### [Goal of the exercise]
Beginning with the line containing "like [25, 90]." and ending with the last line, repeat the records exactly.

------------

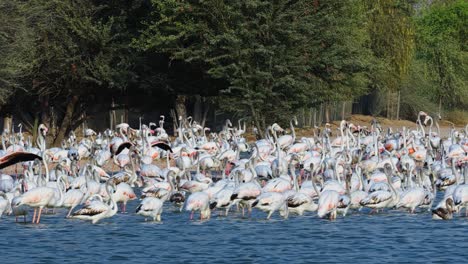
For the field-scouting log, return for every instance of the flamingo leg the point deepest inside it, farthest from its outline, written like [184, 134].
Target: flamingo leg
[69, 212]
[39, 216]
[269, 215]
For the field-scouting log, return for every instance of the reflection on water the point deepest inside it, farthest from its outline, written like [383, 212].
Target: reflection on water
[393, 236]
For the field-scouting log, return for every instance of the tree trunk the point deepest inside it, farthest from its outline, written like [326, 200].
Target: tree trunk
[45, 111]
[7, 123]
[180, 106]
[398, 105]
[67, 120]
[197, 109]
[343, 110]
[257, 122]
[327, 112]
[205, 113]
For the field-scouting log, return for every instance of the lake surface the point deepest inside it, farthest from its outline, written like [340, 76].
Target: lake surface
[388, 237]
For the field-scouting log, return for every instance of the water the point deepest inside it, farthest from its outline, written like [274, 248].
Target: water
[388, 237]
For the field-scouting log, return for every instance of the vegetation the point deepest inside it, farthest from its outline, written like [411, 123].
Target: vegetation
[259, 59]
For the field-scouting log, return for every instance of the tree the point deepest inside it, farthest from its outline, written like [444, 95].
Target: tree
[442, 44]
[273, 55]
[75, 53]
[391, 32]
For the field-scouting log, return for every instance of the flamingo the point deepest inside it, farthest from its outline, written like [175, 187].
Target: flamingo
[97, 210]
[198, 201]
[271, 202]
[150, 207]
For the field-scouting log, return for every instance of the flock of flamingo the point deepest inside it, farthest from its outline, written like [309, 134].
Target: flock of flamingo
[360, 167]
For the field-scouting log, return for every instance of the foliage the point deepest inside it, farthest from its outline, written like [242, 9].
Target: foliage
[442, 43]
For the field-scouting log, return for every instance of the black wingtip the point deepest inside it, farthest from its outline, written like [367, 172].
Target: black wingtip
[213, 205]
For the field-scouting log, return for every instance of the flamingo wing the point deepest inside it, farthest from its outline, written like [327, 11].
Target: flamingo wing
[16, 157]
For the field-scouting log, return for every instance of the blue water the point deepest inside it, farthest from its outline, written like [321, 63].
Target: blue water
[388, 237]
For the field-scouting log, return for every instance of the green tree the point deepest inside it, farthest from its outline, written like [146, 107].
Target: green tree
[391, 31]
[273, 55]
[442, 44]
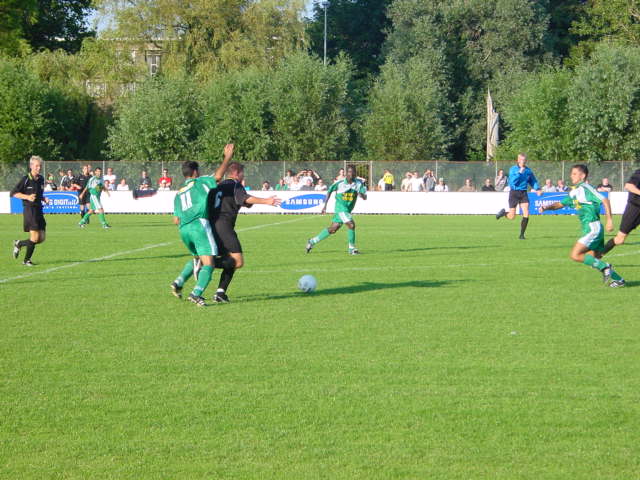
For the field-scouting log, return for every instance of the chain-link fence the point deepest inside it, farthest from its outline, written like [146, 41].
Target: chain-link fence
[453, 173]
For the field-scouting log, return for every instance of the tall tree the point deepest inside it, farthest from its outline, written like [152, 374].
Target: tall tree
[59, 24]
[482, 43]
[203, 37]
[356, 27]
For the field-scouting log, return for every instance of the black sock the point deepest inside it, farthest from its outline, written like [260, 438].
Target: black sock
[609, 246]
[225, 278]
[523, 225]
[30, 248]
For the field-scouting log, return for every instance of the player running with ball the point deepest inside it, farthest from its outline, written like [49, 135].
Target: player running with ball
[347, 192]
[587, 202]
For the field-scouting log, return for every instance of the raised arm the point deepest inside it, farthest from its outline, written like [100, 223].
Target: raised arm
[228, 155]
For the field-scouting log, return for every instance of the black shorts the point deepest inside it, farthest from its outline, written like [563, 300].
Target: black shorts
[516, 197]
[33, 219]
[630, 218]
[226, 238]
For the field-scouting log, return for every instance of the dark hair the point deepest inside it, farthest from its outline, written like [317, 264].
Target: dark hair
[582, 167]
[188, 167]
[235, 167]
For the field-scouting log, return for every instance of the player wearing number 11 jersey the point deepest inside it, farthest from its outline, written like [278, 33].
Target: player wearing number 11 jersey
[347, 192]
[191, 214]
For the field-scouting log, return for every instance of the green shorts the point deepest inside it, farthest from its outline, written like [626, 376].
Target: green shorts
[198, 237]
[94, 201]
[342, 217]
[593, 237]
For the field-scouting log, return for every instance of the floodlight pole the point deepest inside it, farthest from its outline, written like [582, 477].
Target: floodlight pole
[325, 4]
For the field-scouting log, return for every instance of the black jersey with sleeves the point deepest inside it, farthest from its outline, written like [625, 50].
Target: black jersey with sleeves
[635, 180]
[29, 185]
[228, 197]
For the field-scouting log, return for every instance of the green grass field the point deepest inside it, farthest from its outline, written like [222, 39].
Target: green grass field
[448, 350]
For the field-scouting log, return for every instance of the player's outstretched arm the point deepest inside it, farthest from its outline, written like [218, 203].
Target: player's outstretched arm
[275, 201]
[228, 155]
[607, 211]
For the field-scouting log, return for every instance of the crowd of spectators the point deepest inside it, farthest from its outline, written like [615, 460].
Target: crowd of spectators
[310, 180]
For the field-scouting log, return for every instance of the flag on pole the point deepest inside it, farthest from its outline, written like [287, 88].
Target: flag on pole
[493, 128]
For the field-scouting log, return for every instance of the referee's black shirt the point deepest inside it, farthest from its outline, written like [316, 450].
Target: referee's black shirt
[29, 185]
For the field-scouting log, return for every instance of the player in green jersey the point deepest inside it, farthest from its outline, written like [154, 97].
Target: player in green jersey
[191, 214]
[95, 186]
[587, 201]
[347, 192]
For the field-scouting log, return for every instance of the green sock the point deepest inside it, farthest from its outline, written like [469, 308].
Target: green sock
[593, 262]
[186, 273]
[204, 277]
[351, 237]
[321, 236]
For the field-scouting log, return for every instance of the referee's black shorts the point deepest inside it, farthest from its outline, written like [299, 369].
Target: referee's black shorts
[226, 238]
[33, 219]
[630, 218]
[516, 197]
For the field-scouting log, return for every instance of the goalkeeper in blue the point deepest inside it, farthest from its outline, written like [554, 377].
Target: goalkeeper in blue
[587, 201]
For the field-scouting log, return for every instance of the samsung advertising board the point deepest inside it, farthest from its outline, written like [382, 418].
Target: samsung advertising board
[535, 202]
[59, 202]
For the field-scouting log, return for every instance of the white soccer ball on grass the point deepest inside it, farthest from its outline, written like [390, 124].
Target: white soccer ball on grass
[307, 283]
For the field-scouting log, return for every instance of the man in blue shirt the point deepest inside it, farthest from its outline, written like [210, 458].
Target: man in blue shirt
[520, 177]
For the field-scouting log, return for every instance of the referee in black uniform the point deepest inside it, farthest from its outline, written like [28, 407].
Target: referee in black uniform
[224, 204]
[30, 190]
[631, 216]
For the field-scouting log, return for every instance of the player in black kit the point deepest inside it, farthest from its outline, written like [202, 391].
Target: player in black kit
[30, 190]
[225, 203]
[631, 215]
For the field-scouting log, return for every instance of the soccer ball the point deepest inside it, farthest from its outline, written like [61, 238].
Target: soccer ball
[307, 283]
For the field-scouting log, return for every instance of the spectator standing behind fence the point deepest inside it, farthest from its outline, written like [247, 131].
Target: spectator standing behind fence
[416, 183]
[145, 181]
[487, 187]
[67, 181]
[441, 186]
[500, 181]
[281, 185]
[388, 181]
[122, 186]
[605, 186]
[468, 186]
[110, 176]
[429, 181]
[321, 186]
[548, 186]
[561, 187]
[165, 178]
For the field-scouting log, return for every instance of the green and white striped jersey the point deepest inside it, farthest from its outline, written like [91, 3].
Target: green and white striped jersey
[587, 201]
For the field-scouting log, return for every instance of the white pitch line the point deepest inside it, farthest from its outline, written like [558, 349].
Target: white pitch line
[128, 252]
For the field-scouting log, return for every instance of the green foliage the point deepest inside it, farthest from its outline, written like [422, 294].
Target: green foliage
[355, 27]
[14, 14]
[37, 117]
[236, 110]
[408, 117]
[58, 24]
[208, 36]
[604, 104]
[161, 121]
[308, 103]
[537, 117]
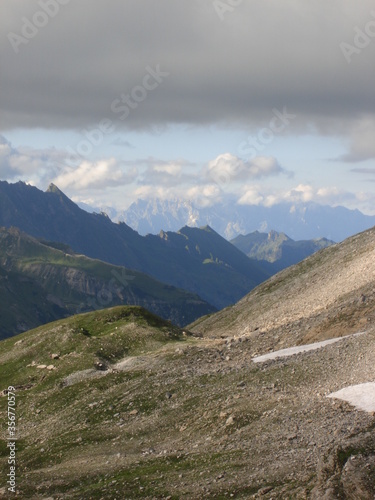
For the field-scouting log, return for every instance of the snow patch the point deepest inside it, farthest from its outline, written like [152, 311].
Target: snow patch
[283, 353]
[361, 396]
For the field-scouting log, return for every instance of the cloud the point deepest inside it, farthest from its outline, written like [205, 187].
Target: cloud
[304, 193]
[362, 143]
[227, 168]
[261, 55]
[94, 175]
[28, 164]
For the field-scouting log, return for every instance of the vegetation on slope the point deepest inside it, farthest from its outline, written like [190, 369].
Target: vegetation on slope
[39, 283]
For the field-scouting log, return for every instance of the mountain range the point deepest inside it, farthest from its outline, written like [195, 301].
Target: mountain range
[300, 221]
[277, 248]
[40, 283]
[118, 403]
[197, 260]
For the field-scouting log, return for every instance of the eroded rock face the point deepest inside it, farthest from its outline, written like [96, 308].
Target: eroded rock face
[347, 472]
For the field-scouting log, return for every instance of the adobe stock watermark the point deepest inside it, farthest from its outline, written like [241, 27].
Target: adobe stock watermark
[253, 145]
[121, 106]
[362, 39]
[30, 27]
[223, 7]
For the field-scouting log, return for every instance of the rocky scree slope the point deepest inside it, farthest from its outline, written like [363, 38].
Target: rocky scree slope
[120, 404]
[331, 293]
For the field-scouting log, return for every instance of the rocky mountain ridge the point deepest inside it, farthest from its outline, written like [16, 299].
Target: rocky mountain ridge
[197, 260]
[126, 406]
[300, 221]
[40, 283]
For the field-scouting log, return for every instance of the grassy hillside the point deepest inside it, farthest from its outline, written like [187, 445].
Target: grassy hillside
[277, 248]
[120, 404]
[218, 272]
[39, 283]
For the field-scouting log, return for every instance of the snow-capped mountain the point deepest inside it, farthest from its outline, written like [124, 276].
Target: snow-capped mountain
[298, 221]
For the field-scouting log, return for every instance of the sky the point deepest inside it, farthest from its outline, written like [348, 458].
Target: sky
[263, 101]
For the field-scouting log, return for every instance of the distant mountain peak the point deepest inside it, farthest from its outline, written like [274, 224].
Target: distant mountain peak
[52, 188]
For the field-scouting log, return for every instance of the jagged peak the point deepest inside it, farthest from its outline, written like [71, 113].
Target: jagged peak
[52, 188]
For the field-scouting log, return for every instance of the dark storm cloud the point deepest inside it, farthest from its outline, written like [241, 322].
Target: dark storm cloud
[144, 63]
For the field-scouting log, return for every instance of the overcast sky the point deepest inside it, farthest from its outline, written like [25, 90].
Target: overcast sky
[263, 100]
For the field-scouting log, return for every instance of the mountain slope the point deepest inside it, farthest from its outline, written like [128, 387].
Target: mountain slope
[119, 404]
[214, 274]
[301, 221]
[278, 248]
[328, 294]
[39, 283]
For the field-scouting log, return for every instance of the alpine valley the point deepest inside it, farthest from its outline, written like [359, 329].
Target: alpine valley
[271, 398]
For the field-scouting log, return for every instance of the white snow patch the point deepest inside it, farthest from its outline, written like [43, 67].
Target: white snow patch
[361, 396]
[283, 353]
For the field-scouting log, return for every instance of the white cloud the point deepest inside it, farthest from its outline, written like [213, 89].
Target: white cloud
[362, 143]
[94, 175]
[227, 168]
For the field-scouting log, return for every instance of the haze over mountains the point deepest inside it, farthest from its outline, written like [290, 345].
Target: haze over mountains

------------

### [Correct output]
For the field-scouting log, return for every instance of the overcast sky the point deepest inside it, farthest from its outline, written like [25, 90].
Target: overcast sky
[263, 100]
For the field-scouting log, return for every instance of the mountain slope the point deepest inside it, farthest from its outline, written like [128, 387].
Target: mountain slope
[119, 404]
[214, 274]
[301, 221]
[278, 248]
[328, 294]
[39, 283]
For the field-scouting log, return for every instance of the alpine valley the point deepest inside it, farthest from its outline, written like [359, 329].
Target: alpine valley
[271, 398]
For the field-scouting log, return for every instance of the white snow patch the point deepest inside it, farthest from its outline, written like [43, 67].
Target: white snow patch
[361, 396]
[283, 353]
For the field-scouting log, return for every instance of the white cloud the point deepest inside it, farthest from its outline, written like [213, 89].
Target: white cloud
[362, 143]
[94, 175]
[227, 168]
For the field-scouting log, return for every instance of the haze over mountains the point deepest inside it, farthest from its outline, written like [290, 345].
Target: haze over mountains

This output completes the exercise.